What this task involves | Set down every one of the lines below, copying each one word for word.

Saved records |
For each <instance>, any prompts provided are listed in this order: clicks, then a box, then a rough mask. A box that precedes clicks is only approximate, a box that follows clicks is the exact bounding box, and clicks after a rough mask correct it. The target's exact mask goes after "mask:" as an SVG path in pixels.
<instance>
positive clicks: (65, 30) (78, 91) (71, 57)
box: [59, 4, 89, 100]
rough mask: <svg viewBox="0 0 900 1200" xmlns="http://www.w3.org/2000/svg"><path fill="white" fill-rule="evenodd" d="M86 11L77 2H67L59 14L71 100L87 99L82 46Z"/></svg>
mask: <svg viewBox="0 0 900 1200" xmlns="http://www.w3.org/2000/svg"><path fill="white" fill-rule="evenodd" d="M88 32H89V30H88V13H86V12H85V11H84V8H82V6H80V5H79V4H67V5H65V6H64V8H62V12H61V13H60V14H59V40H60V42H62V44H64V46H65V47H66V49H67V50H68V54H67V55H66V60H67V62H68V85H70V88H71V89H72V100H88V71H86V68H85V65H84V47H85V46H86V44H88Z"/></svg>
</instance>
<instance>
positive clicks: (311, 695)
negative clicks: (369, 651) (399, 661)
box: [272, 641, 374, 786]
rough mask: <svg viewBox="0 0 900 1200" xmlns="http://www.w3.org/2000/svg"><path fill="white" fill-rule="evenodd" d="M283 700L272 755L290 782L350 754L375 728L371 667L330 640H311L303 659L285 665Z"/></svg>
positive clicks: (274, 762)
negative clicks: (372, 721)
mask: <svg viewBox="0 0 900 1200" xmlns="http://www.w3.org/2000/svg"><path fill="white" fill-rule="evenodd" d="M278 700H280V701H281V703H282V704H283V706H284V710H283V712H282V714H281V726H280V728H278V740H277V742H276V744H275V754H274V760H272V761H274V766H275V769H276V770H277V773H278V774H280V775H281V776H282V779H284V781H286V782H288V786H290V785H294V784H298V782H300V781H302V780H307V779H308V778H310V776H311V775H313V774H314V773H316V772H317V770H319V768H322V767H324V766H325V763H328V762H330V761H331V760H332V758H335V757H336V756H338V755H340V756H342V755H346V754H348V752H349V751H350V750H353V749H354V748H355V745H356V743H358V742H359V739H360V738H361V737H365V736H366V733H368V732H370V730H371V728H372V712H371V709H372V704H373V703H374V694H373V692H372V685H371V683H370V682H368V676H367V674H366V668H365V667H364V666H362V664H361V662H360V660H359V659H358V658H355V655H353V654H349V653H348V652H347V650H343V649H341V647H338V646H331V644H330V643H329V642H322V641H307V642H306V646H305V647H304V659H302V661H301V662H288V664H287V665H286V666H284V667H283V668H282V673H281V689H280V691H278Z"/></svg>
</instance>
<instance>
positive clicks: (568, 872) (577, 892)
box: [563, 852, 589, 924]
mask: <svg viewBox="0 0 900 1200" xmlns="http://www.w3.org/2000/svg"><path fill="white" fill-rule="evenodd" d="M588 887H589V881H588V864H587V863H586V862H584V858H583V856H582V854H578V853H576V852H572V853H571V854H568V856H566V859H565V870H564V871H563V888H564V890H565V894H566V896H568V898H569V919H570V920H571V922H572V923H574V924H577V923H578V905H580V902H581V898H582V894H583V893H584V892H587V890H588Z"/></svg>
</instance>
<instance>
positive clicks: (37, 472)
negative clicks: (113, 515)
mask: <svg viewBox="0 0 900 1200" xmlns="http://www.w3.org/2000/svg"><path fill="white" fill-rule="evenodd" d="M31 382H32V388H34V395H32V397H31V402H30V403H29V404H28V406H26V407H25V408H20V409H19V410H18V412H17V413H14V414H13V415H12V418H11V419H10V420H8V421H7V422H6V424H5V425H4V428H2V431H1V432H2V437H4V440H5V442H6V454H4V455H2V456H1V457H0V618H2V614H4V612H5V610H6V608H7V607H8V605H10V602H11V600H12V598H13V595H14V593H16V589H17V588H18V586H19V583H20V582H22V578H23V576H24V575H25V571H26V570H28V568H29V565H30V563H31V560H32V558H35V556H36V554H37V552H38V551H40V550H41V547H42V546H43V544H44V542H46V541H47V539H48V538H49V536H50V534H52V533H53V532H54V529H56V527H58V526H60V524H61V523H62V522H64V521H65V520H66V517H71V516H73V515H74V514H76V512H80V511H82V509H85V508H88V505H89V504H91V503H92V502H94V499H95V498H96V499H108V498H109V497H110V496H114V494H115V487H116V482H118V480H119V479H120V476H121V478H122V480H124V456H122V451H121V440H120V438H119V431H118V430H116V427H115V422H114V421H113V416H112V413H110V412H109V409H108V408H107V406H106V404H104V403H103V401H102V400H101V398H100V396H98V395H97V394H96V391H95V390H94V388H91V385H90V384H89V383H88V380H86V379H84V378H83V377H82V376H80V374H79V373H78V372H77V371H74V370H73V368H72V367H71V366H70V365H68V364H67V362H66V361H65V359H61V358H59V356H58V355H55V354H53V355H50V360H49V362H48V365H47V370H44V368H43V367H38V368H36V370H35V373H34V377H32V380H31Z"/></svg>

Your solution |
For each <instance>, any prompts provided are listed in this order: clicks, then a box, then a rough mask. A box that precedes clicks is only approximate, a box that follows clicks is the exact bounding box, and clicks after a rough mask correct it. The target's exact mask goes after "mask:" as an SVG path in pixels.
<instance>
positive clicks: (65, 30) (78, 91) (71, 57)
box: [59, 4, 89, 100]
rough mask: <svg viewBox="0 0 900 1200" xmlns="http://www.w3.org/2000/svg"><path fill="white" fill-rule="evenodd" d="M86 11L77 2H67L59 14L71 100L87 99L82 46Z"/></svg>
mask: <svg viewBox="0 0 900 1200" xmlns="http://www.w3.org/2000/svg"><path fill="white" fill-rule="evenodd" d="M88 32H89V30H88V13H86V12H85V11H84V8H82V6H80V5H79V4H67V5H65V6H64V8H62V12H61V13H60V14H59V40H60V42H62V44H64V46H65V47H66V49H67V50H68V54H67V55H66V60H67V62H68V85H70V88H71V89H72V100H88V71H86V68H85V65H84V47H85V46H86V44H88Z"/></svg>
</instance>
<instance>
positive clicks: (311, 695)
negative clicks: (369, 651) (399, 661)
box: [272, 641, 374, 786]
rough mask: <svg viewBox="0 0 900 1200" xmlns="http://www.w3.org/2000/svg"><path fill="white" fill-rule="evenodd" d="M283 700L272 755L290 782L350 754L375 728L371 667L330 640H311L303 659L285 665Z"/></svg>
positive clicks: (274, 762)
negative clicks: (372, 721)
mask: <svg viewBox="0 0 900 1200" xmlns="http://www.w3.org/2000/svg"><path fill="white" fill-rule="evenodd" d="M278 700H280V701H281V703H282V704H283V706H284V710H283V712H282V714H281V726H280V728H278V740H277V742H276V744H275V754H274V760H272V761H274V766H275V769H276V770H277V773H278V774H280V775H281V776H282V779H284V781H286V782H288V786H290V785H294V784H298V782H300V781H302V780H307V779H308V778H310V776H311V775H313V774H314V773H316V772H317V770H319V768H322V767H324V766H325V763H328V762H330V761H331V760H332V758H335V757H336V756H338V755H340V756H342V755H346V754H348V752H349V751H350V750H353V749H354V748H355V745H356V743H358V742H359V739H360V738H361V737H365V736H366V733H368V732H370V730H371V728H372V712H371V709H372V704H373V703H374V694H373V692H372V685H371V683H370V682H368V676H367V674H366V668H365V667H364V666H362V664H361V662H360V660H359V659H358V658H355V655H353V654H349V653H348V652H347V650H343V649H341V647H338V646H331V644H330V643H329V642H322V641H307V642H306V646H305V647H304V659H302V661H301V662H288V664H287V665H286V666H284V667H283V668H282V673H281V689H280V691H278Z"/></svg>
</instance>
<instance>
positive clicks: (568, 872) (577, 892)
box: [563, 852, 589, 924]
mask: <svg viewBox="0 0 900 1200" xmlns="http://www.w3.org/2000/svg"><path fill="white" fill-rule="evenodd" d="M588 887H589V881H588V864H587V863H586V862H584V858H583V856H582V854H578V853H576V852H572V853H571V854H568V856H566V859H565V870H564V871H563V888H564V890H565V894H566V896H568V898H569V919H570V920H571V922H572V923H574V924H577V923H578V905H580V902H581V898H582V894H583V893H584V892H587V890H588Z"/></svg>
</instance>
<instance>
positive clicks: (37, 472)
negative clicks: (113, 515)
mask: <svg viewBox="0 0 900 1200" xmlns="http://www.w3.org/2000/svg"><path fill="white" fill-rule="evenodd" d="M31 382H32V388H34V395H32V397H31V402H30V403H29V404H28V406H26V407H25V408H20V409H19V410H18V412H17V413H14V414H13V415H12V418H11V419H10V420H8V421H7V422H6V424H5V425H4V428H2V431H1V432H2V437H4V440H5V442H6V454H4V455H2V456H1V457H0V618H2V614H4V612H5V610H6V608H7V607H8V605H10V602H11V600H12V598H13V595H14V593H16V589H17V588H18V586H19V583H20V582H22V578H23V576H24V575H25V571H26V570H28V568H29V565H30V563H31V560H32V558H35V556H36V554H37V552H38V551H40V550H41V547H42V546H43V544H44V542H46V541H47V539H48V538H49V536H50V534H52V533H53V532H54V529H56V527H58V526H60V524H61V523H62V522H64V521H65V520H66V517H71V516H73V515H74V514H76V512H80V511H82V509H85V508H88V505H89V504H91V503H92V502H94V499H95V498H96V499H108V498H109V497H110V496H114V494H115V487H116V482H118V480H119V479H120V476H121V478H122V480H124V456H122V451H121V440H120V438H119V431H118V430H116V427H115V422H114V421H113V416H112V413H110V412H109V409H108V408H107V406H106V404H104V403H103V401H102V400H101V398H100V396H98V395H97V394H96V391H95V390H94V388H91V385H90V384H89V383H88V380H86V379H84V378H83V377H82V376H80V374H79V373H78V372H77V371H74V370H73V368H72V367H71V366H70V365H68V364H67V362H66V361H65V359H61V358H59V356H58V355H55V354H53V355H50V360H49V362H48V365H47V370H44V368H43V367H38V368H36V370H35V373H34V377H32V380H31Z"/></svg>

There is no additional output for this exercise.